__BACAAN__:
====================

Posted by : Hery Amariansyah Saturday, 26 April 2014

Pendidikan adalah salah satu proses penting yang mendasari suatu kemunculan fenomena-fenomena sosial. dalam suatu masyarakat pendidikan era globalisasi menuntut berbagai pihak dalam tataran sosial untuk aktif berperan dalam menciptakan berbagai ragam sarana pendidikan, untuk saat ini media massa masih dianggap sebagai sarana informasi yang memiliki peran penting bagi kalangan luas baik kalangan menengah kebawah maupun kalangan menengah keatas.
Namun, begitu banyaknya media massa seperti jenis media audio visual (TV) menganggap bahwa mindset masyarakat luas terhadap media yang harus memberikan informasi baik itu dibutuhkan masyarakat atau kebutuhan terhadap informasi sengaja tercipta karena suatu tuntutan dalam hal ekonomi atau bisnis permediaan. Banyak masyarakat telah terbuai oleh kemampuan media; Promosi, iklan, dan pencitraan politik (hypnotivi) dalam menyampaikan berbagai informasi bersifat penting atau tidak penting secara berulang untuk menjadi suatu kepentingan bagi publik. Dalam arti kebutuhan publik kebanyakan hanya bersifat relatif dan terkesan sudah memiliki settingan tersendiri. Hal ini biasa disebut sebagai teori agenda setting media.

====================

__DATA YANG DIBERIKAN__:

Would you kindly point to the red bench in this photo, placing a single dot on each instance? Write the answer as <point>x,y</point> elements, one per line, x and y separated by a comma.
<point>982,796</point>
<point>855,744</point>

====================

__PETUNJUK__:
**A)** Menurut bacaan tentang pendidikan dan media massa, apa sebutan yang biasa dipakai untuk kebutuhan publik yang "terkesan sudah memiliki settingan tersendiri"?
**B)** Tentukan apakah setiap pernyataan berikut sesuai dengan bacaan tentang pendidikan dan media massa. Jawab ya atau tidak, lalu kutip kata-kata dari bacaan yang menjadi dasarnya.
(i) Media massa saat ini masih dianggap sebagai sarana informasi yang penting bagi kalangan luas.
(ii) TV disebut sebagai contoh media cetak.
(iii) Promosi, iklan, dan pencitraan politik disebut sebagai kemampuan media yang membuai banyak masyarakat.

__JAWABAN YANG DIHARAPKAN__:
**A)** Teori agenda setting media.

**B)**
(i) Ya: "untuk saat ini media massa masih dianggap sebagai sarana informasi yang memiliki peran penting bagi kalangan luas"
(ii) Tidak: "jenis media audio visual (TV)"
(iii) Ya: "Banyak masyarakat telah terbuai oleh kemampuan media; Promosi, iklan, dan pencitraan politik (hypnotivi)"